Goal:
Could you rewrite the material below as a numbered list, skipping blank lines and leaving out the pictures?

Raw material
↓↓↓

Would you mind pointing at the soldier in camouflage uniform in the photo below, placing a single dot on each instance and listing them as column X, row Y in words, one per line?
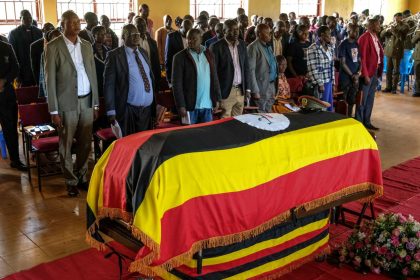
column 394, row 50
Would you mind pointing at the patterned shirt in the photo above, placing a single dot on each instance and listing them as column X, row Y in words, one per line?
column 284, row 88
column 320, row 64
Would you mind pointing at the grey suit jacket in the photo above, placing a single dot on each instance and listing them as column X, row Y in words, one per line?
column 259, row 68
column 61, row 75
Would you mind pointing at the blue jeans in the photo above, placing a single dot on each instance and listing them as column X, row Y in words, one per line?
column 364, row 111
column 201, row 116
column 327, row 95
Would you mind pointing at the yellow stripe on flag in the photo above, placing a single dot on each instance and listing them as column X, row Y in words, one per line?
column 96, row 186
column 281, row 262
column 198, row 174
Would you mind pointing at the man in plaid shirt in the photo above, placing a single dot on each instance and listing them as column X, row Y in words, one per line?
column 321, row 66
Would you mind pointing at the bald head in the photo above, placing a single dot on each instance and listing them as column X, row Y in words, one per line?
column 263, row 32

↑↑↑

Result of the task:
1. Would you mind pointing at the soldier in camouflage uniform in the photo below, placing a single dot on each instance and listing them as column X, row Y in words, one per line?
2. column 394, row 50
3. Would you mind pointing at the patterned shirt in the photo above, placing a single dot on each instance and listing them as column X, row Y in words, one per line?
4. column 284, row 88
5. column 320, row 64
6. Would you mind pointing at the grey suit jacket in the photo above, placing a single dot on each instance and listing them as column X, row Y in words, one per line?
7. column 259, row 68
8. column 61, row 75
9. Would you mind pointing at the blue jeans in the photo above, placing a single dot on each instance and listing them as column X, row Y in words, one per line?
10. column 364, row 111
11. column 201, row 116
12. column 327, row 95
13. Would you mind pointing at the yellow stripe on flag in the photo above, placing a single dot on each instance and listing them as column X, row Y in words, one per line?
14. column 96, row 186
15. column 281, row 262
16. column 198, row 174
17. Would you mind pointing at the man in plaid shirt in the photo above, placing a single dot on each instance and listing them as column X, row Y in words, one per line?
18. column 321, row 66
19. Would you mind pointing at the bald head in the photo above, placing a single dot on each instance and listing them as column X, row Y in words, one per line?
20. column 263, row 32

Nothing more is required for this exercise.